START Extracted records

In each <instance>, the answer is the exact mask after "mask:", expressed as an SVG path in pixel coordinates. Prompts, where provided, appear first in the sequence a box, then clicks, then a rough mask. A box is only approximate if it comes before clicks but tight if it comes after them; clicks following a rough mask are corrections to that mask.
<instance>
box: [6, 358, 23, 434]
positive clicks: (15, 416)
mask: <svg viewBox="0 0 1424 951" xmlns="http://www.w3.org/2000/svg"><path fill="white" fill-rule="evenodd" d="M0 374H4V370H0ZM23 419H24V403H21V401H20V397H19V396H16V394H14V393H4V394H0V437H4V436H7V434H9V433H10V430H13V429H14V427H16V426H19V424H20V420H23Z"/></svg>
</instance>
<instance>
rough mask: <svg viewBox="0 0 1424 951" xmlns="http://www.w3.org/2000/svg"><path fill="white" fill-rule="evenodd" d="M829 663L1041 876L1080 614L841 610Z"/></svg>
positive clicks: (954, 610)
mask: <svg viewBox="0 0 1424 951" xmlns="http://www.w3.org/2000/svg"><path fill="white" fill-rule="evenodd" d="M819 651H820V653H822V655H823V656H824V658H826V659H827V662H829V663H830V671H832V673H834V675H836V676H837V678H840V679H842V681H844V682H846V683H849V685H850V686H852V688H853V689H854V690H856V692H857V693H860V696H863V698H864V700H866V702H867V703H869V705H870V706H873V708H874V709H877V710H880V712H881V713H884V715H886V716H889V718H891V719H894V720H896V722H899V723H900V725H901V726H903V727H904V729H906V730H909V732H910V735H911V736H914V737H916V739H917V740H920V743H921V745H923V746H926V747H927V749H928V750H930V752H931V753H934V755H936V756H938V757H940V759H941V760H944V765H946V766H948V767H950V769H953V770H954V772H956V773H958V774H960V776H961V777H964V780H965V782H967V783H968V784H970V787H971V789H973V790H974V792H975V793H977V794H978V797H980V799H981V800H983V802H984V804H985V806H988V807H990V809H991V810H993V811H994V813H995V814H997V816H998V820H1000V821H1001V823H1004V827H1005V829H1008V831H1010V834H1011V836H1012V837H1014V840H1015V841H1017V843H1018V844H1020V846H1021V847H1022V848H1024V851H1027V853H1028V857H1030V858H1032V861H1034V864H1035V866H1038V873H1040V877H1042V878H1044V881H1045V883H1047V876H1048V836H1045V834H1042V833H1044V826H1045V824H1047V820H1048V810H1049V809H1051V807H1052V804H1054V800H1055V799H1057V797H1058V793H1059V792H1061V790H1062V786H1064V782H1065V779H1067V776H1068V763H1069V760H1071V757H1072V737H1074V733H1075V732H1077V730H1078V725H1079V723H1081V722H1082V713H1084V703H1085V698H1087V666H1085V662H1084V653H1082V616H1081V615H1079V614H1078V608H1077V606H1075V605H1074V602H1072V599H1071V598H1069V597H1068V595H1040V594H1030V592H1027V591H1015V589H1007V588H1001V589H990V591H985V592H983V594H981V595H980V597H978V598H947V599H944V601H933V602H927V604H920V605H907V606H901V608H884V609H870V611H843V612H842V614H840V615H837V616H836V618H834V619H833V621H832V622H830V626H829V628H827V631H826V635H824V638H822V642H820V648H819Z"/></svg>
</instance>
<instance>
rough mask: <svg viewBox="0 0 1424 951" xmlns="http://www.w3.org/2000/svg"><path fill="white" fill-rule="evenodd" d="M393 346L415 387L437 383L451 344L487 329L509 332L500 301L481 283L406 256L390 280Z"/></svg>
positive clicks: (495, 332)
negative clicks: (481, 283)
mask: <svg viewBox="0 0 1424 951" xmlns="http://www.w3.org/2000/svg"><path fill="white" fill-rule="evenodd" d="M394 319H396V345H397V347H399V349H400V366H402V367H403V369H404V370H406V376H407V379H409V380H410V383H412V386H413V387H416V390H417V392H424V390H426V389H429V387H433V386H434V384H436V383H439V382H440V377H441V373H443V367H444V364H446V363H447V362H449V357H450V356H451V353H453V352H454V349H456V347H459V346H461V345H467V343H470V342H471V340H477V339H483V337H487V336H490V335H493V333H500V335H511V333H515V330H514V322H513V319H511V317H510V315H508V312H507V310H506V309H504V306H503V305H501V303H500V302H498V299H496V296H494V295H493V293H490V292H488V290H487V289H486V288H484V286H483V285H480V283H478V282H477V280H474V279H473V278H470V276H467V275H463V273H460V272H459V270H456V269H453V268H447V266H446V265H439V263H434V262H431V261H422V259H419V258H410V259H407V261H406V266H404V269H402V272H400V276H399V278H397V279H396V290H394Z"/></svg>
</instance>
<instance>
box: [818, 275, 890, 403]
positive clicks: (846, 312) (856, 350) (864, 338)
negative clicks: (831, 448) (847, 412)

END Extracted records

Your assignment ::
Extract each line of the records that contains the word "negative".

Problem solution ::
negative clicks: (481, 283)
negative clicks: (831, 448) (847, 412)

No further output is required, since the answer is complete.